* **Task prompt**: List every line below that contains the word "Target", copying each one in full.

* **Data shown**:
----

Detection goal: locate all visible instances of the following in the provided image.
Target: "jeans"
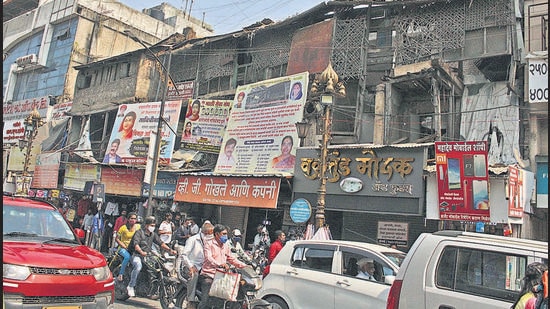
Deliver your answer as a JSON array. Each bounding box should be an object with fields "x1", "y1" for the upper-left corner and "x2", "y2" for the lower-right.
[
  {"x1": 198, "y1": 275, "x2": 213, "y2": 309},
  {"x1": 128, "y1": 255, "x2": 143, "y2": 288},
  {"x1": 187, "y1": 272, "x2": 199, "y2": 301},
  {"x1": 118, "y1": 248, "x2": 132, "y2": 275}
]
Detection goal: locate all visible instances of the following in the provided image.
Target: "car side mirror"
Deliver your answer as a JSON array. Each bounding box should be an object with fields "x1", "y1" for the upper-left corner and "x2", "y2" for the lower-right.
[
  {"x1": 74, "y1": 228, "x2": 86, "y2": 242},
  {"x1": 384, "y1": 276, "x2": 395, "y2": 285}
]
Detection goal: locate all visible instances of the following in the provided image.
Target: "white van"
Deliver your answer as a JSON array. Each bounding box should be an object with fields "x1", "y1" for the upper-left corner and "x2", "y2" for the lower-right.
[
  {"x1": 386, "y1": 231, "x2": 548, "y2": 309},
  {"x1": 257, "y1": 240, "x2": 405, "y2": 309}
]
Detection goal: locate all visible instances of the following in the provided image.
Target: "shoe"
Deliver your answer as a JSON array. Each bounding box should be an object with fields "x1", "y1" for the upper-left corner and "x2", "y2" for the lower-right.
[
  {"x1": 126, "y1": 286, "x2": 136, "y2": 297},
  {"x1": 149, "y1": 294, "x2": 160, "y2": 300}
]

----

* **Output below**:
Target: "jeans"
Target: "car side mirror"
Target: "white van"
Target: "shoe"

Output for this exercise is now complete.